-- BEGIN INPUT DATA --
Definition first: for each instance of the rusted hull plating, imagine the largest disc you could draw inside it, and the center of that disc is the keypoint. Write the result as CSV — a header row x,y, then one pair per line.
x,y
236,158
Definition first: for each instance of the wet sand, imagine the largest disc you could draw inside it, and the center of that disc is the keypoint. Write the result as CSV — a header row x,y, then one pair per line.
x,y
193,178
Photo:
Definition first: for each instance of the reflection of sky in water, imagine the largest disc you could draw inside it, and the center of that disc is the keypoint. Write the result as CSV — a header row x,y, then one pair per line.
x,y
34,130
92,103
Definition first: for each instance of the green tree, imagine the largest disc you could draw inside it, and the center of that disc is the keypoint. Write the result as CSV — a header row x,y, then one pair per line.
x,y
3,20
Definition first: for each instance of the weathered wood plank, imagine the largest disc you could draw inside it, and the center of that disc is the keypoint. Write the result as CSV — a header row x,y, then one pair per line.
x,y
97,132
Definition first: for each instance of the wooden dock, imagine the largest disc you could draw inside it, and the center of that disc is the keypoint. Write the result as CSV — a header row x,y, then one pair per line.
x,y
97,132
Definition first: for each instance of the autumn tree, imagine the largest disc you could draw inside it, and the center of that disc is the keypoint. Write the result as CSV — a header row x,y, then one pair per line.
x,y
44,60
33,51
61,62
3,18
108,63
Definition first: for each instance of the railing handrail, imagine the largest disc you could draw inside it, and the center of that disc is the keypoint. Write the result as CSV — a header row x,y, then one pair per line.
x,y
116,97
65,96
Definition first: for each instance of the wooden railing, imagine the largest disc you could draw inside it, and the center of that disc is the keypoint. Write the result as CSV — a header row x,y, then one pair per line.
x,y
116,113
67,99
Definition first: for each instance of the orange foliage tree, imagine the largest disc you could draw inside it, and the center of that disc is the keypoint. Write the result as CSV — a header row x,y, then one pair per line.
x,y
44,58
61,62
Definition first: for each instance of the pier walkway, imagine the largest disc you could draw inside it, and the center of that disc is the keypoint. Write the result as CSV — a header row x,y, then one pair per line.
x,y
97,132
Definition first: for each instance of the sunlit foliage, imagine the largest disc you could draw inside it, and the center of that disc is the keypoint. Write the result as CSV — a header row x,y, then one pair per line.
-- END INPUT DATA --
# EXERCISE DESCRIPTION:
Repeat the listing in full, keeping every line exactly as it is.

# EXERCISE ANSWER:
Definition first: for each instance of the rusted hull plating, imagine the largest disc you could draw inside it, and the center of that disc is the keypoint. Write the result as CSV — a header row x,y, then one pair per line.
x,y
236,158
Definition first: for each instance of the wet sand, imagine the largest disc you could draw inside it, and the center of that disc is the keypoint. Write the result as CSV — a header row x,y, then one pair per line.
x,y
193,178
Photo:
Definition first: for each instance of the reflection of sky in water, imagine the largest disc you could draw inside it, and the center of that disc is the keypoint. Write the result as CSV — a header row x,y, then one pair per line.
x,y
34,130
92,103
Definition first: for each instance of the green tree, imagine the largest disc you could draw inside it, and the center of that disc is the keypoint. Write the result as CSV — a header row x,y, then one pair per line.
x,y
3,20
Definition first: for each instance of the weathered wood plank, imagine the largest disc you could draw inside it, and the center of that disc is the keypoint. Write the result as CSV — a header row x,y, then one pair per line.
x,y
97,132
Definition first: for each instance of the wooden dock, imagine the largest disc you could draw inside it, and the center of that disc is the keypoint. Write the result as CSV — a header row x,y, then one pair per line.
x,y
97,132
Definition first: for each instance of the autumn tree, imagine the largest disc you could draw inside it, and the center of that disc is the keypoint. Write the result as CSV — a header row x,y, then one pair per line.
x,y
44,60
33,51
61,62
3,18
108,63
Definition first: for each instance of the railing handrail, imagine the largest disc you could draw inside it, and the center of that disc is the keypoint. Write the result as CSV — a header row x,y, then one pair per line.
x,y
116,97
65,96
Definition first: for each instance of the wooden railing, imagine the largest disc you could draw inside it, and the center of that disc is the keypoint. Write the result as CSV — a header row x,y, then one pair per line.
x,y
116,113
67,99
Definition first: for each instance of the orange foliage tree, imagine the largest disc you could draw inside it, and the center of that disc is the keypoint. Write the result as CSV — a header row x,y, then one pair per line.
x,y
44,58
61,62
Definition first: for each instance of the pier walkway, imagine the largest disc you could draw inside it, and the center of that disc is the keypoint. Write the result as CSV — a header row x,y, then one pair per line.
x,y
97,132
Definition first: for each instance of the sunlit foliage, imagine the largest disc you could draw inside it, and the center of that disc is the keypoint. Write the result as CSV — a header row x,y, then one pair per line.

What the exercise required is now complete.